▸ **TASK BRIEF**
Scan the records for the line containing "In the photograph above, where can the woman's leg"; extract it and all later lines, verbatim, through the end, and nothing before it.

Object position labeling entries:
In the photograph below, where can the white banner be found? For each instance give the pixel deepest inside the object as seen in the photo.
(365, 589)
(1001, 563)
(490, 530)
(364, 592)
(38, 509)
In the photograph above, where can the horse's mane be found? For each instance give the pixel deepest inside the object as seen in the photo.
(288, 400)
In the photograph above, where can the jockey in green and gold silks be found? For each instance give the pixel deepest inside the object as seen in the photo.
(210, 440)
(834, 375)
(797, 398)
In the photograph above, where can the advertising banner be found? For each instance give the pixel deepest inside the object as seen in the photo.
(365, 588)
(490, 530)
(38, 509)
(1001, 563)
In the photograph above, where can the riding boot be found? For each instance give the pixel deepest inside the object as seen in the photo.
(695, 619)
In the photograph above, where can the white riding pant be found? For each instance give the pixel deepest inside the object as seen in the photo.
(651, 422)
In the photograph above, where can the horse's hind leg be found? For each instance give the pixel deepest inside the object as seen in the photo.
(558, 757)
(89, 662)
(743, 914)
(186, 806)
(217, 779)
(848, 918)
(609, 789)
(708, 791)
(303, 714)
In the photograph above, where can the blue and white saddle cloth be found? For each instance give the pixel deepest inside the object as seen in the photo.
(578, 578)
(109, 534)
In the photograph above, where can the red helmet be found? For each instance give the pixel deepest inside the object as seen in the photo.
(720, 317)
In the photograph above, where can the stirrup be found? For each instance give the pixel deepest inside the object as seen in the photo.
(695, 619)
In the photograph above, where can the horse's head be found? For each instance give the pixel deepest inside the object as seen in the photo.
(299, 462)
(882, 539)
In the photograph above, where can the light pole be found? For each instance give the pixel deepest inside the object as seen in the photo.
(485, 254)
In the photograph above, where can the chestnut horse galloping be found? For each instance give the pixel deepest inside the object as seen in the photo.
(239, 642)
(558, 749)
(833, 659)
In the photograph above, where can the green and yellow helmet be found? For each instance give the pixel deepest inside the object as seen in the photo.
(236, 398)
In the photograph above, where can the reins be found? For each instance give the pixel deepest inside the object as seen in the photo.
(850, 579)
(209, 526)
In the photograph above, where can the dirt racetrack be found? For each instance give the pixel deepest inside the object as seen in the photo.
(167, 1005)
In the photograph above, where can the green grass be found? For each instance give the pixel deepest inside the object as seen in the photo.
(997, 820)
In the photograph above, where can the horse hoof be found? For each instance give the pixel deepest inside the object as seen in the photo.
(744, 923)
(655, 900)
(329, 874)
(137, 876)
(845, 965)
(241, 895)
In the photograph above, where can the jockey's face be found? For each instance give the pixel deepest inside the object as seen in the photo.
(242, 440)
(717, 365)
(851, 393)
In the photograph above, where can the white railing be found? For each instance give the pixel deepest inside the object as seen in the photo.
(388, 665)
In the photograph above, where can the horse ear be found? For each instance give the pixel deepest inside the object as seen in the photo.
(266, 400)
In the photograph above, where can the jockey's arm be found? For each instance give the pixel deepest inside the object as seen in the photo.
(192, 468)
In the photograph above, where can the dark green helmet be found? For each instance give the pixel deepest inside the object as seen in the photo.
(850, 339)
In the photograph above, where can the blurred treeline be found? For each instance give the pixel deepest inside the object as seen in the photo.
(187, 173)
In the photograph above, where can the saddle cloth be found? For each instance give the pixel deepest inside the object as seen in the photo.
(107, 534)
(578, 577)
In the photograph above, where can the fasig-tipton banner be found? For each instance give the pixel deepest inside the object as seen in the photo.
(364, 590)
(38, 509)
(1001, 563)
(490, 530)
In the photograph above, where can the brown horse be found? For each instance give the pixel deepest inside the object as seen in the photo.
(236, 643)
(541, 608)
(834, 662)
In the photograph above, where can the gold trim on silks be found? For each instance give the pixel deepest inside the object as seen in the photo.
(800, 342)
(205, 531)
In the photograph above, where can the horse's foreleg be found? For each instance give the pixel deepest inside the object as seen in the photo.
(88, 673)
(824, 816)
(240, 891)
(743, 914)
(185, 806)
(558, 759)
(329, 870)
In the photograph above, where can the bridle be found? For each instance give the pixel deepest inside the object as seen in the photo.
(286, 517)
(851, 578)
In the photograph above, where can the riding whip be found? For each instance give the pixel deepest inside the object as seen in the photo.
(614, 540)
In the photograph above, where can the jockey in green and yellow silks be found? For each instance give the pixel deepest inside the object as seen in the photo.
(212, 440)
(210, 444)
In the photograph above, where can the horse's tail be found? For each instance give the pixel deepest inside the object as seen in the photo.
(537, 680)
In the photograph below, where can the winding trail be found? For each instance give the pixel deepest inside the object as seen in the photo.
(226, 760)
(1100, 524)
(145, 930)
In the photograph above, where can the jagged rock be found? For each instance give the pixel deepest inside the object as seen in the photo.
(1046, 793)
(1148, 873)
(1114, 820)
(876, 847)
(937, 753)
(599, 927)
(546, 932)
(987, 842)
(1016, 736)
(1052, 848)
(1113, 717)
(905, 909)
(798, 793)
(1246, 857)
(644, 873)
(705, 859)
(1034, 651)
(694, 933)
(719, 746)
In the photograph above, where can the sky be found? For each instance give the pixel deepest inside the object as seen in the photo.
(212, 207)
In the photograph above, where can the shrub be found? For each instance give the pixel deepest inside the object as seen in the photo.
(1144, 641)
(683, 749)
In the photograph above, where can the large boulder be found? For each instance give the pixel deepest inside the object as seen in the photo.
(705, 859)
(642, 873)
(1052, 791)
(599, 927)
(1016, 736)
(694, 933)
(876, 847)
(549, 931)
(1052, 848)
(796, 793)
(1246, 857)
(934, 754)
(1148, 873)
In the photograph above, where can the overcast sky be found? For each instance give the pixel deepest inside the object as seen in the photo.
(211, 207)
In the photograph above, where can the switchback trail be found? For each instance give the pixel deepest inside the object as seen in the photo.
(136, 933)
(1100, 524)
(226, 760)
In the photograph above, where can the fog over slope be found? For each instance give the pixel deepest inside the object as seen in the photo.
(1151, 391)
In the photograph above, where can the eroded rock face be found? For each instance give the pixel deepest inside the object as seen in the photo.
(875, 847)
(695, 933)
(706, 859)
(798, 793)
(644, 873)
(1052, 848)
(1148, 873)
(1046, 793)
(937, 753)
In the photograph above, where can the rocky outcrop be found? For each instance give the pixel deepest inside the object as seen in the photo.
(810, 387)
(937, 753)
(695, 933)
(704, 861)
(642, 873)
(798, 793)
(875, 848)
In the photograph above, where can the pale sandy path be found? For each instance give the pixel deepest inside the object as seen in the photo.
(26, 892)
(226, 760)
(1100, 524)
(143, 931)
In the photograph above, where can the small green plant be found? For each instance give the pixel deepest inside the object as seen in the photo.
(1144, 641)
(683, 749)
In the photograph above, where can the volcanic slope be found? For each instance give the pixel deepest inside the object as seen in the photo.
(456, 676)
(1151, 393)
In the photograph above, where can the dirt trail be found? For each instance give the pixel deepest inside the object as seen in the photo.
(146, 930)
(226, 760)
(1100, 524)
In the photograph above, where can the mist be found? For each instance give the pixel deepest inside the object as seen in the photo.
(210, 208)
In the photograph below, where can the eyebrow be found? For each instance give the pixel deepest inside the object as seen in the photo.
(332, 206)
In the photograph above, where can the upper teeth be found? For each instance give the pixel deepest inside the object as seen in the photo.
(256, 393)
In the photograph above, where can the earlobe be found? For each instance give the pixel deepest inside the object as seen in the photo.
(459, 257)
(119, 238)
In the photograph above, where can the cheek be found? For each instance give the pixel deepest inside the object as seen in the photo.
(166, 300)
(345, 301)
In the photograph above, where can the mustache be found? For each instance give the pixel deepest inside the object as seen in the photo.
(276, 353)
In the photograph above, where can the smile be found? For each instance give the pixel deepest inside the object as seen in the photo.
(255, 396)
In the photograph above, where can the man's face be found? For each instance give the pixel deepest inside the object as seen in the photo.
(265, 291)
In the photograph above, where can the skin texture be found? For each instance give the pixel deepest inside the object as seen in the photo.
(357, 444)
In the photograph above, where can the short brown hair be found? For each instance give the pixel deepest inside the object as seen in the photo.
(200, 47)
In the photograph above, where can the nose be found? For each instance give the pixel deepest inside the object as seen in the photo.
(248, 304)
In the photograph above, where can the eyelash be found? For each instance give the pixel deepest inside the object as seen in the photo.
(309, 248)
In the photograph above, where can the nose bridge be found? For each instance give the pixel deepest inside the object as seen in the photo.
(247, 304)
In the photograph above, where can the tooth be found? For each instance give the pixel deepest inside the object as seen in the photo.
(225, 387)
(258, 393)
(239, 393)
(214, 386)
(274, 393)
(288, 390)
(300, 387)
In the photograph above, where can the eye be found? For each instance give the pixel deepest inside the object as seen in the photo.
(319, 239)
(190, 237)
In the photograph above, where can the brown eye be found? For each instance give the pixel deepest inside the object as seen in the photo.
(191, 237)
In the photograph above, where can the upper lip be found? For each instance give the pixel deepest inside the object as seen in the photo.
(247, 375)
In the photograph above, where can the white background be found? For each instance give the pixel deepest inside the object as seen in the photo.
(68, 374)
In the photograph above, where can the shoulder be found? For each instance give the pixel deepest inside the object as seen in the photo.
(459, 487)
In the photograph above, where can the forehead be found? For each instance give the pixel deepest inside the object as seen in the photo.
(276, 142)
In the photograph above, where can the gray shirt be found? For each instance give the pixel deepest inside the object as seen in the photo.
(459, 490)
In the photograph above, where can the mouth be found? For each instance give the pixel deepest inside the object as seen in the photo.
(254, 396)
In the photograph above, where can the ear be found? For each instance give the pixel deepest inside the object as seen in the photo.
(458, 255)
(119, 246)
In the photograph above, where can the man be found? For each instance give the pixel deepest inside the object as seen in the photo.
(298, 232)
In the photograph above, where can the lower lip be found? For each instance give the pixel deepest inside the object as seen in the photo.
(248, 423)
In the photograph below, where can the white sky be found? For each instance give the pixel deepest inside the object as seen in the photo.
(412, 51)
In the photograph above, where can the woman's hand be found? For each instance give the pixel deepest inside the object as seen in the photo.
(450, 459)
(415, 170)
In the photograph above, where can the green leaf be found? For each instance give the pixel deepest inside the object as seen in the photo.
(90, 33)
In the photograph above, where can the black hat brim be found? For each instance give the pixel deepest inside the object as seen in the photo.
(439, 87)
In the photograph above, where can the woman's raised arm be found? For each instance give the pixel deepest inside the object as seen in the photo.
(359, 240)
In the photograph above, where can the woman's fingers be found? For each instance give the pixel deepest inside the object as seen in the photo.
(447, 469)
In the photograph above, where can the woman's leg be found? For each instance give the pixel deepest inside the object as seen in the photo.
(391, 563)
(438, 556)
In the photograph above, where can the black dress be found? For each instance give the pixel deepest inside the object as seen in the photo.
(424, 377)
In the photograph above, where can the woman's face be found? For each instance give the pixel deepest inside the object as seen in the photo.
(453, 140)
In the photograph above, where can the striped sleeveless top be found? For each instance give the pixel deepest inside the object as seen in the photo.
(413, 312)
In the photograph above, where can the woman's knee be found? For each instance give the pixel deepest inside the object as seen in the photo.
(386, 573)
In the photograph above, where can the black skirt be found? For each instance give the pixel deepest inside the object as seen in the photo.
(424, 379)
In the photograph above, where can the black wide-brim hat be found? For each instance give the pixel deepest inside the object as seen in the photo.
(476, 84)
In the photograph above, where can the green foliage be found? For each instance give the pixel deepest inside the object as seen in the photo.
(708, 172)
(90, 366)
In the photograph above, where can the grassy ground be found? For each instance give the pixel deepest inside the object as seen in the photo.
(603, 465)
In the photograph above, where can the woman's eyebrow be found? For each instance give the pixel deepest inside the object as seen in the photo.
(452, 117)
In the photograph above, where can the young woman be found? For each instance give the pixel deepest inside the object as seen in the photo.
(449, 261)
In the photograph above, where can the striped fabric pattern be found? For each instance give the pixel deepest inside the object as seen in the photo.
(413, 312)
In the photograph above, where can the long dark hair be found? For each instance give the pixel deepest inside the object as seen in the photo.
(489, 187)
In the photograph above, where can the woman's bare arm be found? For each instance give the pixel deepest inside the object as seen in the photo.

▸ **SOLVED PROBLEM**
In the photograph above, where can the woman's leg be found? For each instance give the pixel deepest inside the object as seen in the photo.
(391, 563)
(438, 556)
In the photograph above, where can the black dress be found? For each instance give the pixel deepest inside the object as seen in the photo.
(424, 377)
In the photograph above, where can the woman's face be found? For each instance give the pixel deepest inside the object as seen in the photo.
(453, 140)
In the photograph above, where can the striped sleeveless top be found? For each instance give the pixel deepest inside the object as seen in the photo.
(413, 312)
In the photograph above, where can the woman's knee be found? For each instance give the pixel deepest inside the object as seen in the photo.
(386, 573)
In the photograph above, where can the black skirt be found? For each instance give the pixel deepest inside the object as seen in the photo.
(424, 379)
In the photograph above, where can the black wide-brim hat be found? For each instance give the pixel deepest inside the object as seen in the photo.
(476, 84)
In the photograph above, where can the green foliage be found? For each instance give the pixel deepest inside the object as seen in the photo.
(708, 172)
(90, 366)
In the photograph above, where can the grassy ground be found? For each instance give the pixel deepest inside the object as seen in the photo.
(603, 465)
In the photograph above, where can the woman's eyebrow be found? For each instance give the pixel deepest inside the object as seen in the photo.
(452, 117)
In the photograph above, where can the young woman be found? For each instance give the pixel deepest inside the object as seen in the photo.
(449, 261)
In the photograph above, where can the striped fabric pattern be found? For each instance give the pixel deepest inside the object as seen in the photo.
(413, 312)
In the photograph above, where can the long dark hair be found? For each instance give the pixel deepest inside the object as seen in the photo.
(489, 187)
In the photograph above, where can the woman's bare arm be found? For each instance give the pixel deepest inside the object as seen in the photo.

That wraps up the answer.